--- begin Quoted passage ---

# SEO question is shirts or printing a better keyword for a screen printing business?



## earlhines (Oct 1, 2013)

Hey guys, question. I'm purchasing a new URL for my business and have the option of either bizname*shirts*.com or bizname*printing*.com. Basically I can either add shirts, or printing to the end of my business name. Which do you think would be stronger for SEO and overall customer reach? Keep in mind it's for a screen printing business.


----------



## GordonM (May 21, 2012)

It's not "shirts" or "printing" you should be concerned about; it's bizname (yes, I know you want to substitute your business name there).

Unless your "bizname" is a common term search then no one will type it in that doesn't already know about you. If you're wanting to maximize SEO, always try to select a domain name that contains search terms people (that don't know you) will actually use.

For the rest, I'd personally go with shirts if that's your primary business, as there are all kinds of printers. You might get more hits with printers, but far more bounces, too.


----------



## earlhines (Oct 1, 2013)

Unfortunately my biz name is not going to be very SEO friendly in regards to screen printing. The word "ink" is in there, but that's it. This is why I need to hedge my bets with either printing or shirts attached to the url. It's a compromise I have to make.

Anyone else? shirts or printing?

Thanks guys.


----------



## binki (Jul 16, 2006)

Content and the taxonomy of your site will do more than your URL.


----------



## earlhines (Oct 1, 2013)

binki said:


> Content and the taxonomy of your site will do more than your URL.


Yes, I've been building websites and designing SEO development for years. I understand this. My question is strictly a URL one regarding the ending of the url name. But thanks.


----------



## GordonM (May 21, 2012)

--- end Quoted passage ---
--- begin Material for the task ---

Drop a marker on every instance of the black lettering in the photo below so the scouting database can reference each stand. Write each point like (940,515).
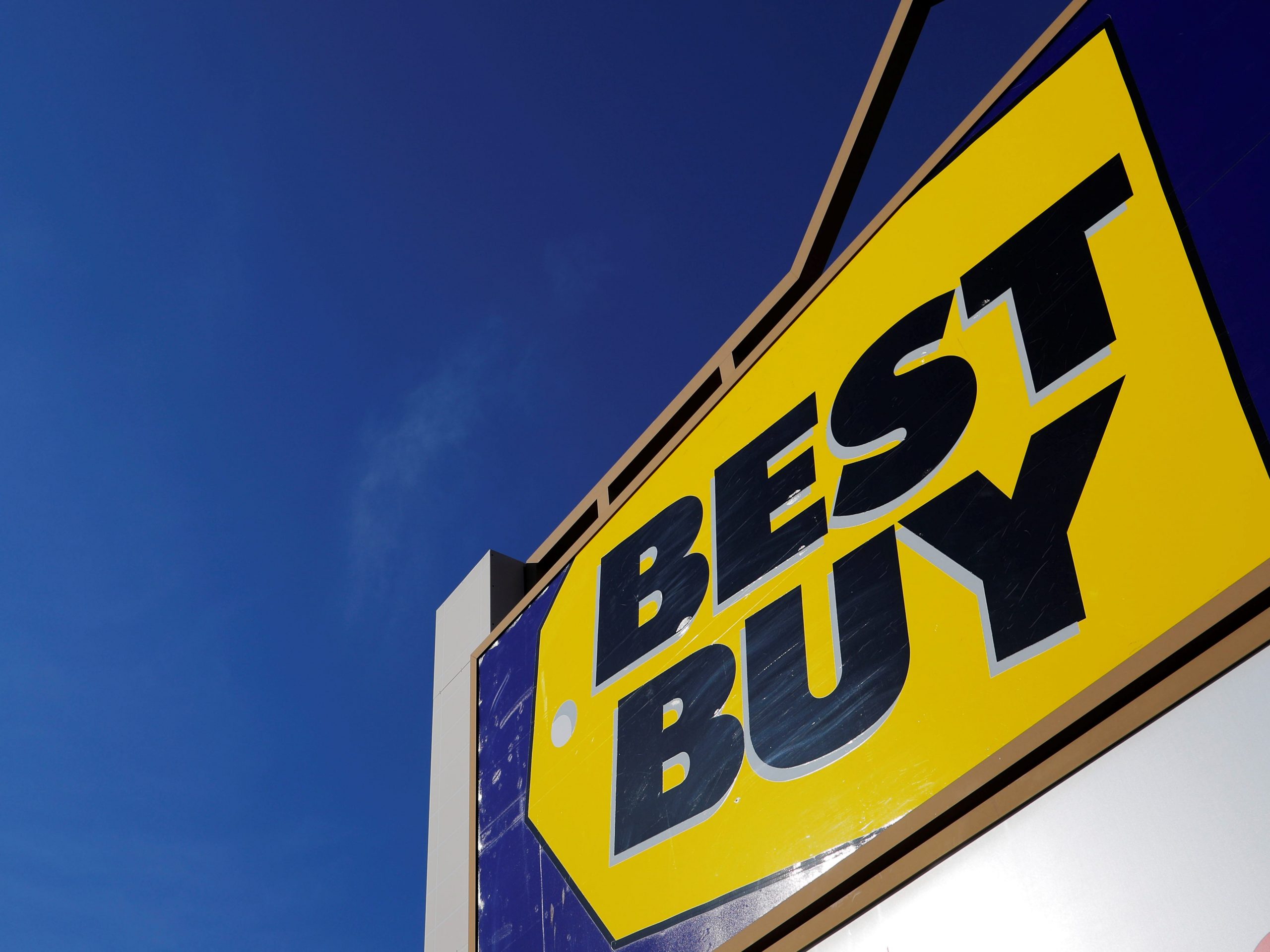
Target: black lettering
(790,730)
(1016,547)
(1058,302)
(926,409)
(706,744)
(676,582)
(747,498)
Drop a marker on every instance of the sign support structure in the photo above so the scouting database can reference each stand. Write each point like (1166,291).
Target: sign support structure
(1078,690)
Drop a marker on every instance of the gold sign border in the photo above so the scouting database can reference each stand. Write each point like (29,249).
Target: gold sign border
(1213,639)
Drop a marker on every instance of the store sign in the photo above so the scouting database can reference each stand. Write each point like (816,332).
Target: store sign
(999,455)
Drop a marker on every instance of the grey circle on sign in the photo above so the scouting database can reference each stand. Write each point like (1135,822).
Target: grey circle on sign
(564,722)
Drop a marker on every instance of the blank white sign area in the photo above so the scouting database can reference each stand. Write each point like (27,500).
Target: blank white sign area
(1160,846)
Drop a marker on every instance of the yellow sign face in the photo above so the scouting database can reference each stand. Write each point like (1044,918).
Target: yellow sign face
(996,457)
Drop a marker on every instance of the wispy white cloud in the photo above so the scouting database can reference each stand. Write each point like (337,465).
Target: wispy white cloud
(404,455)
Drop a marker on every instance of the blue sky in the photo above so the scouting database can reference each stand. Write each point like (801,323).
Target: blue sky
(304,306)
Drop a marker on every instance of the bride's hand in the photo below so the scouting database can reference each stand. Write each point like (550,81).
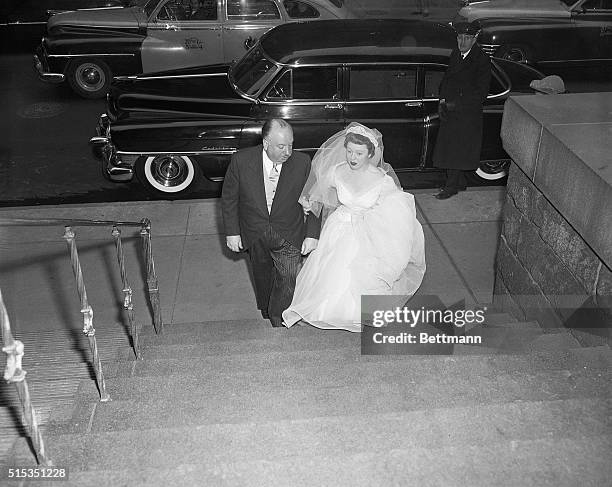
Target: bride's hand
(308,245)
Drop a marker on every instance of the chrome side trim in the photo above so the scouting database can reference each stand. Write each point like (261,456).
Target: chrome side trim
(182,27)
(203,75)
(590,60)
(394,100)
(427,124)
(25,23)
(89,55)
(489,49)
(499,95)
(183,153)
(248,27)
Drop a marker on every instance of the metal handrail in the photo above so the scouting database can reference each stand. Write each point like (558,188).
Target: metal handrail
(14,373)
(70,222)
(152,282)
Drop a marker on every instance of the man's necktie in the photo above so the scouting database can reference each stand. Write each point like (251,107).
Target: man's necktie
(274,175)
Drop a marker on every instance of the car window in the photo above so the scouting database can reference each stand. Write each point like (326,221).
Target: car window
(174,10)
(252,10)
(382,82)
(252,72)
(202,10)
(308,83)
(433,77)
(300,10)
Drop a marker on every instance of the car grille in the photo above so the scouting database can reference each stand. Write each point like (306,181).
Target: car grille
(489,49)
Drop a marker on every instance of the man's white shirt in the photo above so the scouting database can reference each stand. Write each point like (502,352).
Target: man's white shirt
(267,169)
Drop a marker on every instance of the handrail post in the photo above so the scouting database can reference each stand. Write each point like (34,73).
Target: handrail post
(152,282)
(15,374)
(127,291)
(88,328)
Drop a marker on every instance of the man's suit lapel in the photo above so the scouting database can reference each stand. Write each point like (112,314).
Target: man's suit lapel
(256,175)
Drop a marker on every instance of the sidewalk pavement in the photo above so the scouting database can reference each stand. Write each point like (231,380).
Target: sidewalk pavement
(199,279)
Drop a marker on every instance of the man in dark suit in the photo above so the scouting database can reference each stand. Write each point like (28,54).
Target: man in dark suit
(463,91)
(262,215)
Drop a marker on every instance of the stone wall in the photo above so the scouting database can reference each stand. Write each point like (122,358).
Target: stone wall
(545,271)
(553,263)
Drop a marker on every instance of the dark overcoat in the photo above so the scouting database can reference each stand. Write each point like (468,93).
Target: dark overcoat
(465,86)
(245,211)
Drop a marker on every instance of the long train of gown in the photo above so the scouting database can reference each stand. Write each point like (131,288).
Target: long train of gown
(372,244)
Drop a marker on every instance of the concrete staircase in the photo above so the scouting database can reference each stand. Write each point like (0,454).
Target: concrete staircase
(240,403)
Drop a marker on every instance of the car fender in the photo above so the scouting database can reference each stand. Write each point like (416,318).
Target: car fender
(538,35)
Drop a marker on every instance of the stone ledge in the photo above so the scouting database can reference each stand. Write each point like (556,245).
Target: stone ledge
(562,143)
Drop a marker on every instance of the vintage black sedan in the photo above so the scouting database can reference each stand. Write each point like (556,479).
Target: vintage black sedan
(88,48)
(174,127)
(24,22)
(548,34)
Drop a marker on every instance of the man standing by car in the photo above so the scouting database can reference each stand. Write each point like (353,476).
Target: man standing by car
(261,214)
(463,91)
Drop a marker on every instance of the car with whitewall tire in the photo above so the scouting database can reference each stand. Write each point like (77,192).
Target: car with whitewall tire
(88,48)
(175,130)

--- end Material for the task ---

Written problem 1 >> Format everything in the records from the line containing "Drop a marker on every instance of the car with" down to the end of the records as a JSON list of strings, one string per line.
Written problem 2 >> Resume the forum thread on choosing between "shirts" and "printing" for a screen printing domain.

Final result 1 >>
[
  "Drop a marker on every instance of the car with whitewall tire in the photo above so the scouting database can reference each stand. Write each point like (77,192).",
  "Target: car with whitewall tire",
  "(88,48)",
  "(175,130)"
]

Final result 2 >>
If you've been doing this for a while you know exact-match domains are like gold, and with other good SEO, can help make your site rank even higher. But, as you say, that's not an option as you want to go with your biz name. But I'd still make the suggestion you don't go that route; pick a name that targets your market, rather than matches your business name, if your name is not particularly descriptive or keyword-worthy. 

I have a corporate name and operate several Web sites that have the name "Budget" or "Discount" in it, as that's a target market I go after. My business name is dull and conservative, and contains neither of these words. 

Anyway, just a thought.


----------



## earlhines (Oct 1, 2013)

You are 100% correct in your suggestion. However, as stated, that is not an option for me. But thank you.

Anyone have an opinion on my actual question? That would be great. Thanks guys!


----------



## PositiveDave (Dec 1, 2008)

You can always get both and redirect one...


----------



## casperboy77 (May 20, 2009)

Shirts

Sent from my SGH-M919 using T-Shirt Forums


----------



## Rodney (Nov 3, 2004)

> Basically I can either add shirts, or printing to the end of my business name. Which do you think would be stronger for SEO and overall customer reach?


By themselves, they are both just "meh".

If I had to pick one, I'd probably go with printing, but it's hard to say without knowing the actual business name.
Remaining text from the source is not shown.